#### Gegeven tekst
Bij jou worden jaren tijd

Peder Severin Krøyer, Roses or The Artists Wife in the Garden, 1883, Skagens Museum, Skagen, Denmark.

Hij had zichzelf ook in de zetel naast haar kunnen zetten, maar die is leeg gebleven. Peder schildert dit tafereel -heeft het in feite al geschilderd- en de lege zetel moet daar een bewijs van zijn. Het is een mooie combinatie tussen de verleden en de voltooid verleden tijd. En ja, wij weten dat die rozen uit 1883 kortstondig bloeiden, het leven van de schilder net als het onze eindig is, maar elk ogenblik dat je dit prachtige doek bekijkt, mag je daar aan doen twijfelen.

De Deens-Noorse schilder Peder Severin Krøyer was een prominente figuur in de kunstenaarsgroep Skagen. Deze groep, beroemd aan het eind van de 19e eeuw, bestond uit Zweedse, Noorse en Deense kunstenaars. Deze kunstenaars waren gevestigd in het pittoreske Deense vissersdorpje Skagen en gebruikten stijlen die leken op die van de Franse impressionisten. Krøyer legt zijn in het wit geklede vrouw fijntjes vast terwijl ze een krant leest onder een bloesemboom in hun tuin in Skagen. 
eigen foto

Het is een te donkere dag om de tuin in te lopen, dus gebruik ik het gefilterde licht van de veranda om dit geheel toevallig tafereel op de tafel te fotograferen. (met op de achtergrond de uitgebluste roosjes van een verjaardag, een maand geleden nu.) En dan is er een heus stilleven van Adriaen Coorte, einde zeventiende eeuw, een condensatie daarvan, tijdloosheid gewaarborgd.

Een belangrijke leerling van d’Hondecoeter, Adriaen Coorte, maakt eind 17e eeuw heel bijzondere Caravaggio-achtige stillevens. Deze in Middelburg actieve schilder, schilderde met name fruit en groente tegen een vrijwel zwarte achtergrond waardoor hij unieke lichteffecten bereikte. Zijn werk is eeuwenlang in de vergetelheid geraakt, voordat hij rond 1950 werd herontdekt. (Kunstvensters 2015 Jeroen De Baaij)

Vasili Kandinsky, Grote studie, 1914, olieverf op doek, collectie Museum Boijmans Van Beuningen
Kandinsky wil intellect en emotie samenvoegen met vorm, lijn en kleur, en deze synthese tegelijkertijd bevrijden van elke objectief beschrijvende rol. 
Hij wordt daarmee de grondlegger van de abstracte kunst. 
‘Grote studie’ is een kenmerkend voorbeeld van zijn vroegere abstracte werk. Het is een luchtige werveling van kleuren, lijnen en vormen. Het expressieve handschrift is typerend voor Kandinsky's vroege abstracte werken. In later jaren gaat hij meer met geometrische vormen werken. (J.C. Ebbinge Wubben. conservator )

Kozan-JI, Myoe, mediterend
–
Als ik ben verdwenen
zul jij er nog zitten,
kleine mond gesloten,
ogen gesloten vol hemelse leegte,
je sandalen onder de boom.
–
Denk je aan iets
of aan niets, je zo dunne
handen gevouwen,
je lichaam geborgen
in het zwart
van je dracht.

(Verzamelde gegevensregels)
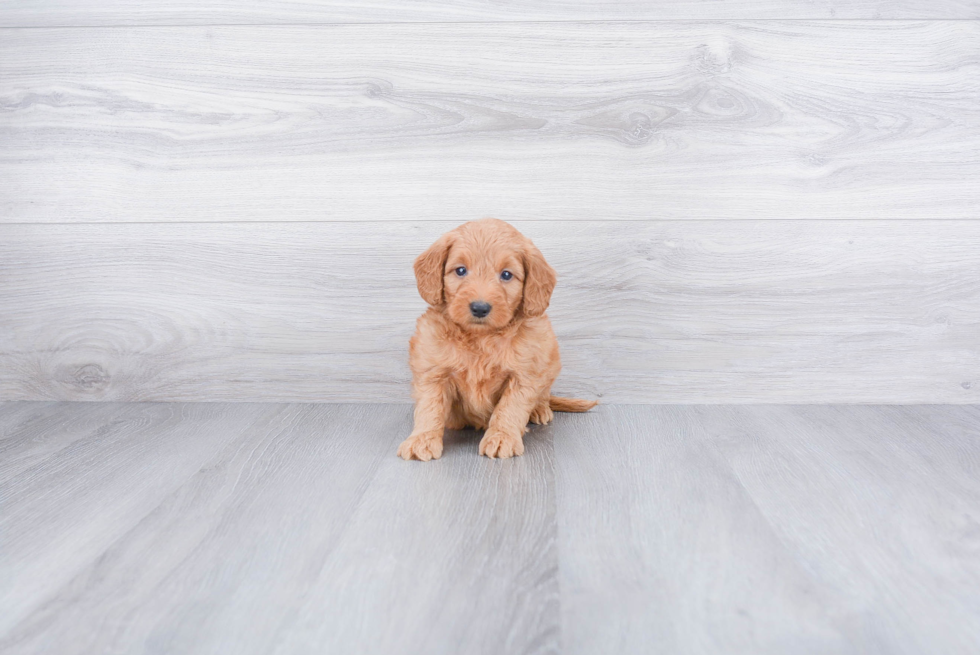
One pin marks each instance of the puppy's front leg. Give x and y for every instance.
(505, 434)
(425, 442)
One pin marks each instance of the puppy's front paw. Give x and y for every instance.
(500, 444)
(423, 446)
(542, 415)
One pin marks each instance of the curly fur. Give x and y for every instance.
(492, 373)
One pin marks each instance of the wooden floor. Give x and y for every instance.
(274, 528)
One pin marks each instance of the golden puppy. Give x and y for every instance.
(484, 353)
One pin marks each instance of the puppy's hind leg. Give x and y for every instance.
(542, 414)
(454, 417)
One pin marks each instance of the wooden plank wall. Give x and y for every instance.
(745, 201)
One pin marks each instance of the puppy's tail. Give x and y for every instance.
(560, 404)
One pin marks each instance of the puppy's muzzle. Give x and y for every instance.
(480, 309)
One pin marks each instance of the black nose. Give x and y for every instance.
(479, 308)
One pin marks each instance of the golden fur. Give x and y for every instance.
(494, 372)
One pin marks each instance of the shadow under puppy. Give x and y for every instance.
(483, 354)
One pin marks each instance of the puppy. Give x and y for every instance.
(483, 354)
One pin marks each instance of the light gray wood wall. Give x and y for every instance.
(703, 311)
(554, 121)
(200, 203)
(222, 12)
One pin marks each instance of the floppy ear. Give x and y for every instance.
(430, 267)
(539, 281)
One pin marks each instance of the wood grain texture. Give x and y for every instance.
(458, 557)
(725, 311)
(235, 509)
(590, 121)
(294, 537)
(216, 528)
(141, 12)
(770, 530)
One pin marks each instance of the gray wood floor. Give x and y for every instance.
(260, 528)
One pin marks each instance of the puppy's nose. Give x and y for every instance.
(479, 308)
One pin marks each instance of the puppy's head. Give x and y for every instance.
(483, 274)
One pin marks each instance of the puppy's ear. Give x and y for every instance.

#### Wat te doen
A - Schrijf alle verzamelde gegevensregels woord voor woord over en laat de afbeeldingen daarbij weg.
B - Ga verder met de tekst over de schilderijen van Krøyer, Coorte en Kandinsky, te beginnen na de laatste regel die er staat.

#### Gegeven antwoorden
A -
One pin marks each instance of the puppy's front leg. Give x and y for every instance.
(505, 434)
(425, 442)
One pin marks each instance of the puppy's front paw. Give x and y for every instance.
(500, 444)
(423, 446)
(542, 415)
One pin marks each instance of the curly fur. Give x and y for every instance.
(492, 373)
One pin marks each instance of the wooden floor. Give x and y for every instance.
(274, 528)
One pin marks each instance of the golden puppy. Give x and y for every instance.
(484, 353)
One pin marks each instance of the puppy's hind leg. Give x and y for every instance.
(542, 414)
(454, 417)
One pin marks each instance of the wooden plank wall. Give x and y for every instance.
(745, 201)
One pin marks each instance of the puppy's tail. Give x and y for every instance.
(560, 404)
One pin marks each instance of the puppy's muzzle. Give x and y for every instance.
(480, 309)
One pin marks each instance of the black nose. Give x and y for every instance.
(479, 308)
One pin marks each instance of the golden fur. Give x and y for every instance.
(494, 372)
One pin marks each instance of the shadow under puppy. Give x and y for every instance.
(483, 354)
One pin marks each instance of the puppy. Give x and y for every instance.
(483, 354)
One pin marks each instance of the light gray wood wall. Give x and y for every instance.
(703, 311)
(554, 121)
(200, 203)
(222, 12)
One pin marks each instance of the floppy ear. Give x and y for every instance.
(430, 267)
(539, 281)
One pin marks each instance of the wood grain texture. Give x and y for every instance.
(458, 557)
(725, 311)
(235, 509)
(590, 121)
(294, 537)
(216, 528)
(141, 12)
(770, 530)
One pin marks each instance of the gray wood floor. Give x and y for every instance.
(260, 528)
One pin marks each instance of the puppy's nose. Give x and y for every instance.
(479, 308)
One pin marks each instance of the puppy's head. Give x and y for every instance.
(483, 274)
One pin marks each instance of the puppy's ear. Give x and y for every instance.

B -
–
Het snoer voor je gebed,
het kleine vat voor de wierook
hangen naast je aan een tak,
je hebt ze niet nodig,
je bent zelf het gebed.
–
Altijd als ik je zie,
is een seconde vervlogen.
Zo gaat het al eeuwen, bij jou
worden jaren van tijd.
Dezelfde twee vogels
te ver om te kennen,
de bomen die zachtjes bewegen,
steeds stiller ben je geworden,
–
wind, regen en sneeuw
zijn door de heuvels getrokken
terwijl jij er was en niet was.
Niets kan je beroeren
zo voor mijn ogen verloren
dat ik mij kan horen
vergaan.

Cees Nooteboom  Uit 'Zo worden jaren tijd' Gedichten - 2022-1955
Pieter Bruegel de Oude Philips Galle uitgever 1574 ‘De triomf van de tijd’ 30.4 cm x 21.2 cm
The Metropolitan Museum of Art

Triomf? Tempus omnia et singula consumens: de tijd verslindt alles en iedereen, of kiezen we voor de titel waarmee Cees Nooteboom een keuze uit al zijn gedichten heeft gemaakt? ‘Zo worden jaren tijd.’ Het is dan een scheppende tijd geworden, het bewaren van essenties die aan de dwingelandij van diezelfde tijd ontsnappen door zelf essenties van de tijd te worden? Essenties die we overleveren zoals we kostbare deugden als vriendschap en moed proberen door te geven? De jaren die je met elkaar hebt doorgebracht zijn tijd geworden, ja voorbij gegaan, maar blijvend in de vele kostbare herinneringen, ontmoetingen. De teruggevonden tijd om Proust te citeren, of wat daarvan aan kostbaars overblijft. De schilder sterft maar leeft in zijn schilderij, al is de zetel leeg, de schoonheid van de rozentijd, het zwijgend bij elkaar zitten terwijl het zachtjes avond wordt. Blijf bij ons, zeggen we, want het wordt donker.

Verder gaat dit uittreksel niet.